[DATA TO USE start]

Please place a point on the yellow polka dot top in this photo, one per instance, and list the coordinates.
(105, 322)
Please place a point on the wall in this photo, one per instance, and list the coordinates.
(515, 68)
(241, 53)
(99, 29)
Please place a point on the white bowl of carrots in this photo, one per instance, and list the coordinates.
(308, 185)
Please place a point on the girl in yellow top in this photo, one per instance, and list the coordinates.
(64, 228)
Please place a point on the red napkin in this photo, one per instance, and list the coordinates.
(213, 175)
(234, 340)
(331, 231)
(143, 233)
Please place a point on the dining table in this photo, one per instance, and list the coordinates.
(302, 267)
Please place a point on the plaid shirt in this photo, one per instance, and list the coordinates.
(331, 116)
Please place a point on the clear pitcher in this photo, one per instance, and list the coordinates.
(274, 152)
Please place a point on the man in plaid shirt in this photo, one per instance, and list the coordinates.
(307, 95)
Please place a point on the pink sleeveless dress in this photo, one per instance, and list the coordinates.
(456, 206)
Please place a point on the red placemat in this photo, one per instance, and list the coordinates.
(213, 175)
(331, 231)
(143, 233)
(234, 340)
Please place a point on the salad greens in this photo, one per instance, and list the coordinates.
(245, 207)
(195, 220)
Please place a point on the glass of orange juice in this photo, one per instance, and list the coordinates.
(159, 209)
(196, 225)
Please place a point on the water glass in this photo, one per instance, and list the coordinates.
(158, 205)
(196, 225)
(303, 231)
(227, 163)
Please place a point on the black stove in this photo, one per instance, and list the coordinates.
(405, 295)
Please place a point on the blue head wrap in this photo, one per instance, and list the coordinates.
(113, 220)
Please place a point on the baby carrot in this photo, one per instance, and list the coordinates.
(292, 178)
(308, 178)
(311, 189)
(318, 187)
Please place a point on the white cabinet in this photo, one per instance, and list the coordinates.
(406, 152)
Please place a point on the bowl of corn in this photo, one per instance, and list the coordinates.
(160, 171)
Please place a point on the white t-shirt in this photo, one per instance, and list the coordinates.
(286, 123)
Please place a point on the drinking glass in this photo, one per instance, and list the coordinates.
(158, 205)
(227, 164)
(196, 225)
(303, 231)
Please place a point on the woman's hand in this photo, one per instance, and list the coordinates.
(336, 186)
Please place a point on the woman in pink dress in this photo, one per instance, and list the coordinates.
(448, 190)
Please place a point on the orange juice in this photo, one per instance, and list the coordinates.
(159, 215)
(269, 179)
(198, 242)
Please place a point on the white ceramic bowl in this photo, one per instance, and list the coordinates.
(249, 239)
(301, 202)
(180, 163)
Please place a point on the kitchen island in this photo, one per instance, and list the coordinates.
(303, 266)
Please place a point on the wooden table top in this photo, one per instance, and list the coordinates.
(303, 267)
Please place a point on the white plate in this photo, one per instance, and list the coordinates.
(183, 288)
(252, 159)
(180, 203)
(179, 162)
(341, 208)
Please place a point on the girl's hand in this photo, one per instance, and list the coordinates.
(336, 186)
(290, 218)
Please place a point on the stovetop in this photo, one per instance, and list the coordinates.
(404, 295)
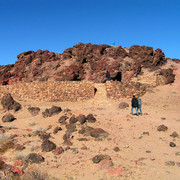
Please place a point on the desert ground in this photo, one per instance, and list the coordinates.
(142, 152)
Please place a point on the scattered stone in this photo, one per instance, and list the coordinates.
(81, 119)
(178, 154)
(58, 150)
(34, 110)
(178, 164)
(82, 139)
(71, 127)
(105, 164)
(172, 144)
(73, 120)
(146, 133)
(34, 158)
(98, 133)
(8, 103)
(116, 171)
(52, 111)
(85, 130)
(170, 163)
(174, 134)
(100, 157)
(116, 149)
(19, 163)
(162, 128)
(44, 135)
(56, 129)
(16, 170)
(67, 139)
(8, 118)
(63, 119)
(84, 147)
(90, 118)
(123, 105)
(47, 146)
(66, 110)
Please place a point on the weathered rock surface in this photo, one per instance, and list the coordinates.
(162, 128)
(8, 103)
(123, 105)
(52, 111)
(98, 133)
(8, 118)
(85, 61)
(98, 158)
(34, 110)
(47, 146)
(34, 158)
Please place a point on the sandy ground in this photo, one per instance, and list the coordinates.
(141, 156)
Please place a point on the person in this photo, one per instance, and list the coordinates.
(108, 76)
(134, 103)
(139, 104)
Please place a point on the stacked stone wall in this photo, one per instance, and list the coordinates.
(51, 90)
(138, 86)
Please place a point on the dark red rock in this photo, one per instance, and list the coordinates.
(58, 150)
(98, 133)
(162, 128)
(47, 146)
(8, 118)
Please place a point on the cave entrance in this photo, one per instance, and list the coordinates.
(118, 77)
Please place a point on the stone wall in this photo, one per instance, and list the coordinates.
(51, 90)
(139, 86)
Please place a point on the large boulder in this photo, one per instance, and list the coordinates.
(8, 118)
(51, 111)
(8, 103)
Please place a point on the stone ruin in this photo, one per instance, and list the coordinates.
(136, 69)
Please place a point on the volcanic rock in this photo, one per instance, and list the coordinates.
(8, 103)
(162, 128)
(47, 146)
(34, 110)
(174, 134)
(63, 119)
(8, 118)
(90, 118)
(73, 120)
(100, 157)
(34, 158)
(98, 133)
(52, 111)
(81, 118)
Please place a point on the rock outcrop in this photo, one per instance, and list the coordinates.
(82, 62)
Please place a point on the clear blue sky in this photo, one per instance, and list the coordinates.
(56, 25)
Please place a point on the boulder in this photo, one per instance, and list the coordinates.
(52, 111)
(34, 158)
(8, 103)
(47, 146)
(73, 120)
(8, 118)
(162, 128)
(63, 119)
(98, 158)
(34, 110)
(98, 133)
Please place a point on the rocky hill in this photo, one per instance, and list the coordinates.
(86, 62)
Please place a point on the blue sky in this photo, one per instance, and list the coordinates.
(56, 25)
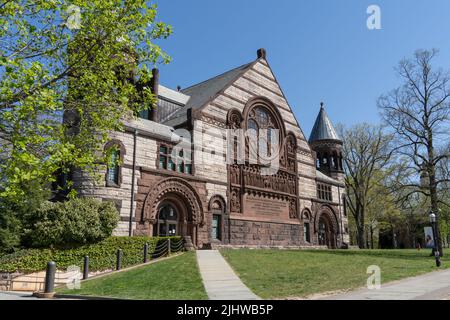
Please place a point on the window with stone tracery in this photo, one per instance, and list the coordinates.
(261, 131)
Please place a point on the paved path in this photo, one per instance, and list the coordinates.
(14, 295)
(430, 286)
(220, 281)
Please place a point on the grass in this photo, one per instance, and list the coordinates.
(172, 279)
(299, 273)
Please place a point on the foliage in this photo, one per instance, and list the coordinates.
(367, 154)
(102, 255)
(10, 229)
(77, 221)
(418, 113)
(172, 279)
(11, 219)
(64, 58)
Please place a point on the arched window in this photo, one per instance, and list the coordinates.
(217, 208)
(261, 131)
(115, 152)
(113, 167)
(306, 226)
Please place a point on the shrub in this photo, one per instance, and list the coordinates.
(102, 255)
(10, 229)
(74, 222)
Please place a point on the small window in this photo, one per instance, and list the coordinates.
(306, 234)
(144, 114)
(113, 167)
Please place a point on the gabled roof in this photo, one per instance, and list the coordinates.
(323, 128)
(205, 91)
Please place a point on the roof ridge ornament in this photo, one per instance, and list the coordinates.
(261, 53)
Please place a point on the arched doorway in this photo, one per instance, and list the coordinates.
(326, 228)
(217, 209)
(167, 221)
(173, 207)
(325, 235)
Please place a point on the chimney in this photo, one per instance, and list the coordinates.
(261, 53)
(154, 83)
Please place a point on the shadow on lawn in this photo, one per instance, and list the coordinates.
(386, 253)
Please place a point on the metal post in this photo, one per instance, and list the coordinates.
(119, 260)
(133, 173)
(436, 246)
(145, 253)
(86, 268)
(50, 277)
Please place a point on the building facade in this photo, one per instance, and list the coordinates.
(184, 169)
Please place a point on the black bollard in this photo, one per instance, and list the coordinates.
(86, 268)
(50, 277)
(119, 259)
(145, 253)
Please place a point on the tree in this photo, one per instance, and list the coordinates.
(92, 57)
(366, 151)
(418, 113)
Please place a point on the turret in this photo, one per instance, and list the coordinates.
(327, 146)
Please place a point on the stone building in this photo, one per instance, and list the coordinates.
(179, 172)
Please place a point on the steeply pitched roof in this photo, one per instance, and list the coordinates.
(323, 128)
(205, 91)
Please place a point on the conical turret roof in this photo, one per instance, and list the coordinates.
(323, 128)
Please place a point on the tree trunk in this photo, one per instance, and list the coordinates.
(360, 236)
(433, 189)
(371, 237)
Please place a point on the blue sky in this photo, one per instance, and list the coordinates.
(319, 50)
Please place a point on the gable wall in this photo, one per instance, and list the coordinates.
(260, 81)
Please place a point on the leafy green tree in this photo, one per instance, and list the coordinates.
(88, 58)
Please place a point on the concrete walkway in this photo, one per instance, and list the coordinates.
(220, 281)
(430, 286)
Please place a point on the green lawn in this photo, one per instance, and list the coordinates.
(172, 279)
(299, 273)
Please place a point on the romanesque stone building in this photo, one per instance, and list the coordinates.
(176, 176)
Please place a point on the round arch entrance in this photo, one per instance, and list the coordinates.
(327, 228)
(173, 208)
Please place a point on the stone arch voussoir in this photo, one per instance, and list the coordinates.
(180, 188)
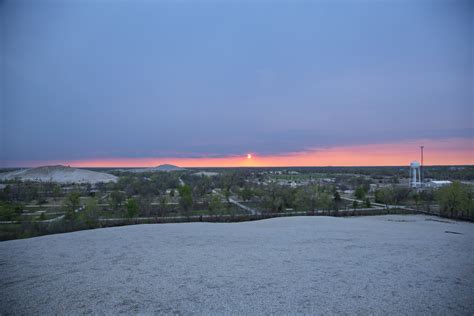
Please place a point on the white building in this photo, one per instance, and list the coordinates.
(438, 183)
(415, 175)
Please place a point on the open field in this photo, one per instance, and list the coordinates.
(412, 264)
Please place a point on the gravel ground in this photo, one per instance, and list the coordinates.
(318, 265)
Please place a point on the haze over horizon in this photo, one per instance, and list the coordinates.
(122, 84)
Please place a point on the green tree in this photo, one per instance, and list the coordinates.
(71, 204)
(185, 199)
(215, 205)
(367, 203)
(116, 199)
(455, 200)
(246, 193)
(385, 195)
(355, 205)
(360, 193)
(89, 215)
(163, 205)
(132, 207)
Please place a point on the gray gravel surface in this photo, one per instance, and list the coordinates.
(313, 265)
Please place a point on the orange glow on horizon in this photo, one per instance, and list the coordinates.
(458, 151)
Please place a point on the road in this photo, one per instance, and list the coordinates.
(244, 207)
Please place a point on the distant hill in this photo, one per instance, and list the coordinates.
(167, 167)
(205, 174)
(160, 168)
(60, 174)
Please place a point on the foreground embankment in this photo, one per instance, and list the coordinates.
(402, 264)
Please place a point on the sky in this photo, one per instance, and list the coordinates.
(204, 83)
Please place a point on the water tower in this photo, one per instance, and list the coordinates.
(415, 174)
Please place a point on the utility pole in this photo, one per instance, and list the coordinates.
(421, 166)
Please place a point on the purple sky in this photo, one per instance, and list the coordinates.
(104, 79)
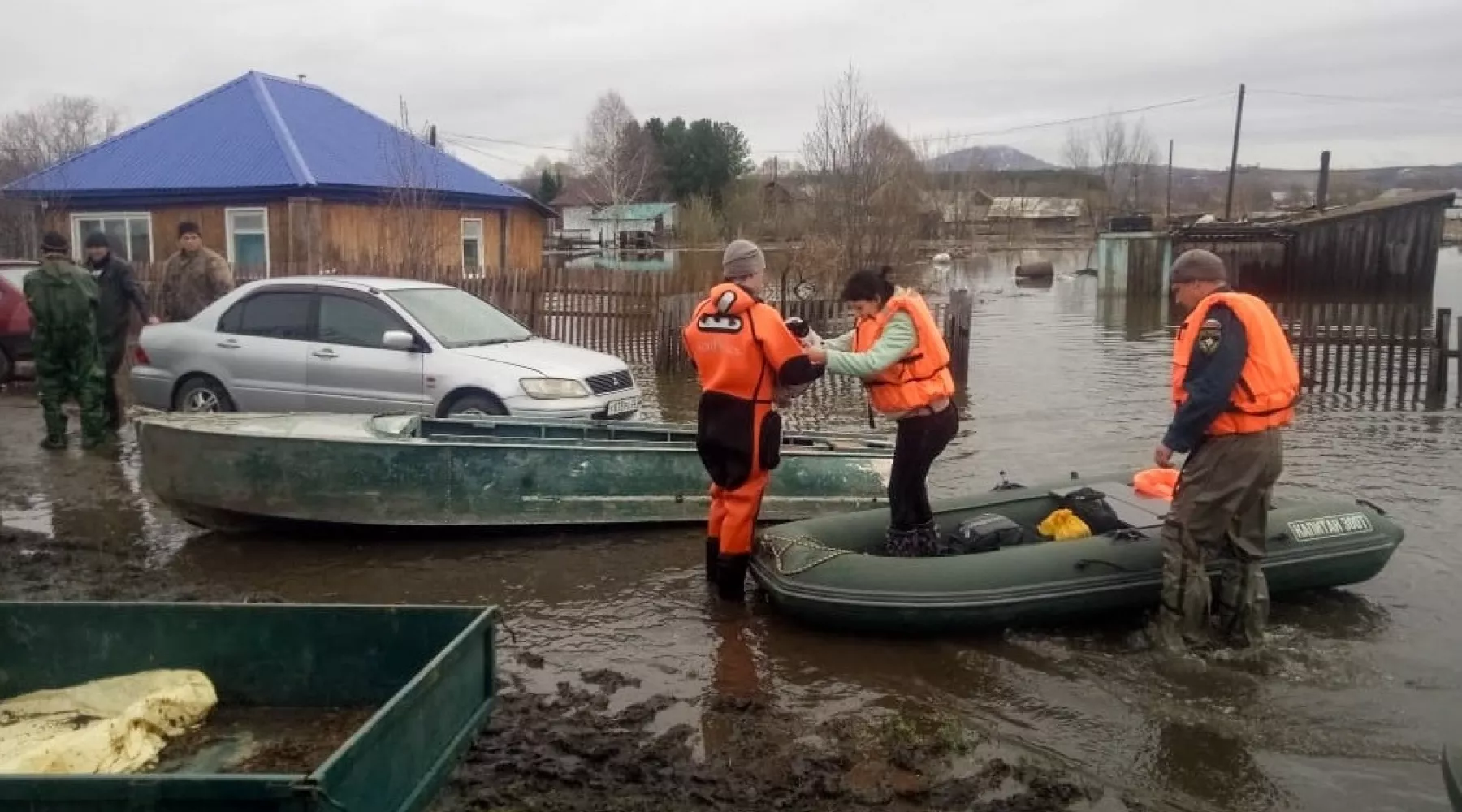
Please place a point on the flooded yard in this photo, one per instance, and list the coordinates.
(630, 689)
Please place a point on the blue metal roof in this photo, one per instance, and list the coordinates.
(263, 136)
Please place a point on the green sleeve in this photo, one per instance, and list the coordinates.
(895, 342)
(841, 343)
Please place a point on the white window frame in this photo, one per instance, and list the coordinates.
(80, 217)
(228, 232)
(482, 246)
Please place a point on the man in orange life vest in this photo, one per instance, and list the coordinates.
(1235, 383)
(743, 352)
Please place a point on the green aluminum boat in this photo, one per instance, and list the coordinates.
(1452, 775)
(231, 472)
(824, 570)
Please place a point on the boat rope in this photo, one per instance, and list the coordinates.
(1088, 563)
(781, 545)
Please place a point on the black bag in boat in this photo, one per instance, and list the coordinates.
(1091, 508)
(983, 533)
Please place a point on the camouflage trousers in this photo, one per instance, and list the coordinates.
(69, 369)
(1220, 514)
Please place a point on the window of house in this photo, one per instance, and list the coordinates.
(473, 246)
(129, 232)
(351, 322)
(248, 234)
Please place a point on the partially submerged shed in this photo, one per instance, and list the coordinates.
(279, 173)
(1385, 247)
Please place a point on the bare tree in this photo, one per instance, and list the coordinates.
(40, 137)
(614, 155)
(413, 227)
(866, 181)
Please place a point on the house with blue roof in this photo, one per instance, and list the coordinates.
(285, 177)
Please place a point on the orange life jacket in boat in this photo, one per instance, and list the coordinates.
(1270, 383)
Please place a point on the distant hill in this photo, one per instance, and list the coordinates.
(988, 159)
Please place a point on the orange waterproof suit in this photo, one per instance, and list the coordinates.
(742, 351)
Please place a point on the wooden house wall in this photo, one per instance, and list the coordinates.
(1255, 266)
(1386, 252)
(314, 234)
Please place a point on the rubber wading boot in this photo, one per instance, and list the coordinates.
(899, 543)
(712, 552)
(928, 535)
(731, 577)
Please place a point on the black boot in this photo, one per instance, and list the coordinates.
(731, 577)
(928, 535)
(712, 552)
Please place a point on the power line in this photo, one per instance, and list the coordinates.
(509, 142)
(480, 151)
(1407, 104)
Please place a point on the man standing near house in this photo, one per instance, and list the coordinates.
(63, 330)
(193, 278)
(119, 298)
(743, 352)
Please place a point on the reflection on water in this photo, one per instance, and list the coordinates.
(1345, 710)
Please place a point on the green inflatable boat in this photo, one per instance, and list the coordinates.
(828, 570)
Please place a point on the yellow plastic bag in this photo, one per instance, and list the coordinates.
(1063, 526)
(116, 724)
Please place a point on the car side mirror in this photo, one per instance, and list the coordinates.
(398, 339)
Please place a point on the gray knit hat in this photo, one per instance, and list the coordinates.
(742, 261)
(1198, 265)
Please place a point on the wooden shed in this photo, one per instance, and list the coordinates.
(1385, 247)
(285, 177)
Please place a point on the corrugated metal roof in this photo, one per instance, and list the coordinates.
(1036, 208)
(263, 132)
(632, 212)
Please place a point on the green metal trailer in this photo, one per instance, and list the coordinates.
(427, 671)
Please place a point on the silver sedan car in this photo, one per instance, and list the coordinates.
(340, 343)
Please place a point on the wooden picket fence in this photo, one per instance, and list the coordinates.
(628, 313)
(1398, 352)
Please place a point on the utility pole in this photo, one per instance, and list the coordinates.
(1233, 162)
(1167, 212)
(1322, 188)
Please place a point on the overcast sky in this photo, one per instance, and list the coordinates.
(530, 71)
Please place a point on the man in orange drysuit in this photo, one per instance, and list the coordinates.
(743, 352)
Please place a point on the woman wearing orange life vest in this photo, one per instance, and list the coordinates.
(898, 352)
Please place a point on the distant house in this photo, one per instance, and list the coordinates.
(279, 174)
(1045, 215)
(955, 210)
(610, 225)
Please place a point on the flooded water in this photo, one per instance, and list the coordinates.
(1348, 707)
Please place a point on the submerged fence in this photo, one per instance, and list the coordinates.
(628, 313)
(1398, 352)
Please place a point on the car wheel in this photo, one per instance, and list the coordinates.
(475, 406)
(202, 396)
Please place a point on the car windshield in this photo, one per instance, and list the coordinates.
(460, 318)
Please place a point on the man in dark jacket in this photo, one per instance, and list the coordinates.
(63, 330)
(119, 298)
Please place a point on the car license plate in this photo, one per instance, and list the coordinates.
(621, 406)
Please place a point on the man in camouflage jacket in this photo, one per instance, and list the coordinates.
(63, 301)
(193, 278)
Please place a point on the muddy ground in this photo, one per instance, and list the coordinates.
(569, 751)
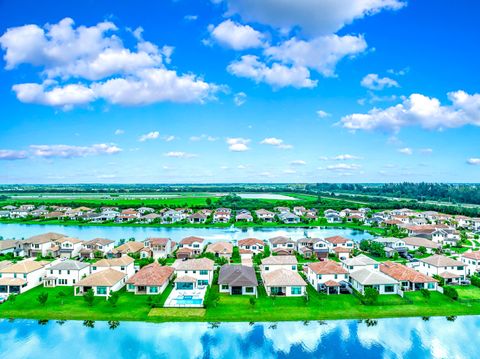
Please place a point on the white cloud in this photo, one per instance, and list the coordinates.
(298, 163)
(276, 75)
(322, 114)
(406, 151)
(374, 82)
(312, 16)
(236, 36)
(179, 154)
(11, 155)
(238, 144)
(68, 151)
(420, 110)
(240, 98)
(153, 135)
(321, 53)
(474, 161)
(343, 166)
(277, 142)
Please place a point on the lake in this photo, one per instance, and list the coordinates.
(19, 231)
(384, 338)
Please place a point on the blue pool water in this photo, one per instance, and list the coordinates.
(414, 338)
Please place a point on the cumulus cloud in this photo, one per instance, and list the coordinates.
(179, 154)
(240, 98)
(68, 151)
(322, 114)
(238, 144)
(298, 163)
(277, 142)
(375, 82)
(321, 53)
(474, 161)
(419, 110)
(10, 155)
(236, 36)
(153, 135)
(312, 16)
(277, 75)
(105, 67)
(406, 151)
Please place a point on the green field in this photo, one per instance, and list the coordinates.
(237, 308)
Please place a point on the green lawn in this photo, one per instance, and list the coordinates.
(236, 308)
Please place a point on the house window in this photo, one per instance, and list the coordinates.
(296, 290)
(101, 290)
(389, 289)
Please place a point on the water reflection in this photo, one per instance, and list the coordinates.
(387, 338)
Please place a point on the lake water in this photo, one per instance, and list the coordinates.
(19, 231)
(385, 338)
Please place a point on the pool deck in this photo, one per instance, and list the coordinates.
(197, 293)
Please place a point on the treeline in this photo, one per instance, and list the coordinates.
(443, 192)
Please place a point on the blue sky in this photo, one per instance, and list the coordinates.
(239, 91)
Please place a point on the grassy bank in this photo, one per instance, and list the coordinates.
(238, 308)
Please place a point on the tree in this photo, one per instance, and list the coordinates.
(113, 299)
(370, 296)
(61, 295)
(89, 297)
(42, 298)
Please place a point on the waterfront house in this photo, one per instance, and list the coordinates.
(20, 277)
(102, 283)
(151, 279)
(415, 243)
(190, 246)
(264, 215)
(97, 247)
(359, 262)
(200, 270)
(409, 279)
(371, 278)
(123, 264)
(451, 270)
(326, 275)
(159, 247)
(220, 249)
(252, 245)
(237, 280)
(65, 273)
(282, 245)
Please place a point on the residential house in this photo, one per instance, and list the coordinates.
(264, 215)
(22, 276)
(370, 278)
(152, 279)
(220, 249)
(326, 275)
(123, 264)
(409, 278)
(448, 268)
(472, 262)
(282, 245)
(359, 262)
(193, 273)
(190, 246)
(66, 273)
(237, 280)
(415, 243)
(102, 283)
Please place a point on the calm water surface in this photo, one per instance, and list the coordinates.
(385, 338)
(19, 231)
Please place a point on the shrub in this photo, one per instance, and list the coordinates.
(450, 292)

[DATA TO USE end]

Reproduce the lines word for word, starting at the one holding "Please place a point on the water reflection" and ending at the final line of the material above.

Please place a point on the water reflection in this photo, one per instance, and list the coordinates.
(387, 338)
Please place a point on the lake water in this photo, one per instance, and list the coordinates.
(19, 231)
(385, 338)
Please place a point on the pool deck in this photo, one per instance, and list the coordinates.
(197, 293)
Please place a point on the treeline in this photo, one per instance, and list the coordinates.
(443, 192)
Please place a point on the blue sky in this photo, one per instance, and list the coordinates.
(239, 91)
Please place a point on the grassy bank in this photo, one per instance, and list the coordinates.
(238, 308)
Please place a point on the tree in this photo, one per instance, and list the coordinates.
(113, 299)
(370, 296)
(61, 295)
(89, 297)
(42, 298)
Please place a point on the waterfront house in this photo, one per instance, and list the coordinates.
(20, 277)
(102, 283)
(151, 279)
(415, 243)
(190, 246)
(264, 215)
(97, 247)
(359, 262)
(200, 270)
(409, 279)
(371, 278)
(123, 264)
(451, 270)
(326, 275)
(159, 247)
(220, 249)
(252, 245)
(237, 280)
(65, 273)
(282, 245)
Please place a point on the residential house in this photo, one per instance, and list the coordinates.
(264, 215)
(22, 276)
(370, 278)
(152, 279)
(220, 249)
(326, 275)
(123, 264)
(409, 278)
(448, 268)
(472, 262)
(282, 245)
(359, 262)
(193, 273)
(190, 246)
(66, 273)
(237, 280)
(415, 243)
(102, 283)
Please place a point on the calm water surface in this photo, one per instance, and list the coordinates.
(385, 338)
(19, 231)
Please place a point on the shrub in this photo, one per instance, and list the coordinates.
(450, 292)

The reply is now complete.